▶ TEXT SECTION
Five takeaways from Indiana’s loss to Penn State

  • 02/07/2016 12:17 pm in

Indiana suffered its most disappointing loss of the season so far on Saturday night as the Hoosiers fell 68-63 to Penn State at the Bryce Jordan Center. It was just the third Big Ten win this season for Penn State and dropped IU to 19-5 overall and 9-2 in the Big Ten.

Here’s a look at five takeaways from the loss to the Nittany Lions:

· Indiana’s best player struggled, so the Hoosiers struggled: Indiana has one great player on its roster: Yogi Ferrell. There are other good players, guys who are potential pros and other role players who can make an impact on a given night.

But Ferrell is the engine that makes Indiana go. And when he struggles, as he did against Penn State in shooting 3-of-12 and committing five turnovers, Indiana is very beatable. As the chart below shows, Ferrell is scoring 2.1 points less per game in losses and his shooting percentages as well as assists take a dip. This isn’t a revelation, nor is it surprising, but it’s reality for a team that is highly dependent on its best player to perform in order to win.


· Thomas Bryant didn’t impact the game nearly enough and the blame lies in many places: One of the things Indiana will learn when it watches a replay of Saturday’s loss is that it didn’t do nearly enough to get the ball to its freshman big man.

Bryant never got into the flow of the game early because fouls sent him to the bench. That’s on Bryant.

The McDonald’s All-American sat for a large stretch of the first half only to return and pick up a third foul just before halftime. With the game close and clearly still within reach, perhaps keeping Bryant on the bench to make sure he didn’t pick up a third would have been the better play. But Bryant picked up the third and was on the bench to start the second half.

When he was on the floor for 24 minutes, Bryant took just four shots and hit 4-of-5 free throws, but looked frustrated at the lack of post touches as teammates continued to brick perimeter shots. As we wrote a couple of weeks ago, Indiana had been doing a great job of finding Bryant and playing inside-out, but that wasn’t the case on Saturday.

· Early turnovers are killing Indiana’s starts: This isn’t news to anyone who watches the Hoosiers with regularity, but turnovers early in the game continue to be a major problem.

Indiana’s turnover percentage in the first eight minutes at Michigan was over 31 percent. At Penn State, it was nearly 50 percent. The Hoosiers have an elite offense, but those numbers are not sustainable.

▶ SUPPLIED DATA
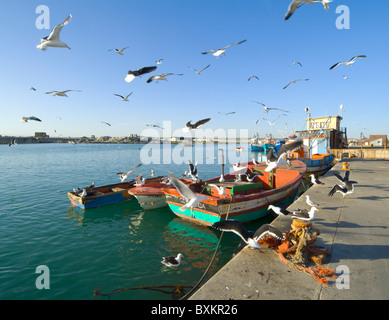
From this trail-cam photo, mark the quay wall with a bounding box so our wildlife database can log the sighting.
[331,148,389,160]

▶ REQUESTS
- a) In the article on Indiana's loss to Penn State, what was the final score of the game?
- b) Pick up the article on Indiana's loss to Penn State right after its last sentence and keep writing.
The lines play no part here and can be left aside.

▶ FINAL RESULTS
- a) Penn State won 68-63.

- b)
The problem for Tom Crean, however, is that the turnovers in conference play aren’t just a one-player problem. There isn’t one or two players that can be benched and solve the issue. As the numbers below show, it’s essentially a roster wide issue. Here’s IU’s turnover percentage by player in Big Ten games:

– Robert Johnson: 27.4
– Thomas Bryant: 25.8
– Troy Williams: 24.3
– Collin Hartman: 23
– Yogi Ferrell: 19.7
– Juwan Morgan: 18.8
– OG Anunoby: 16.7
– Max Bielfeldt: 15.8
– Nick Zeisloft: 6.7

· Indiana’s chances to win the Big Ten diminished significantly with the loss: The Hoosiers were squarely in the Big Ten race coming into Saturday and still technically are, but Iowa is now in the driver’s seat.

The Hawkeyes have five Big Ten road games remaining – Illinois, Indiana, Penn State, Ohio State and Michigan. Considering they’ve already beaten Michigan State and Purdue on the road, that’s a favorable road to getting to 15 wins, which should win the league outright.

Indiana still has a say in the race with games remaining against Iowa (twice) and Maryland, the two primary contenders, but the loss to Penn State leaves no margin for error.

· This was a resume damaging loss: Indiana had two bad losses on its resume coming into Saturday night – Wake Forest and UNLV – but losing to Penn State is more damaging to the NCAA tournament resume than both of those setbacks.

At 19-5 overall and with home games against elite competition still to come, Indiana is still in solid position for March. But losing to a team outside the RPI top 100 could potentially hurt seeding and makes it even more important for Indiana to collect wins in the games coming up against the top half of the conference.

(Photo credit: Matthew O’Haren/USA Today Sports Images)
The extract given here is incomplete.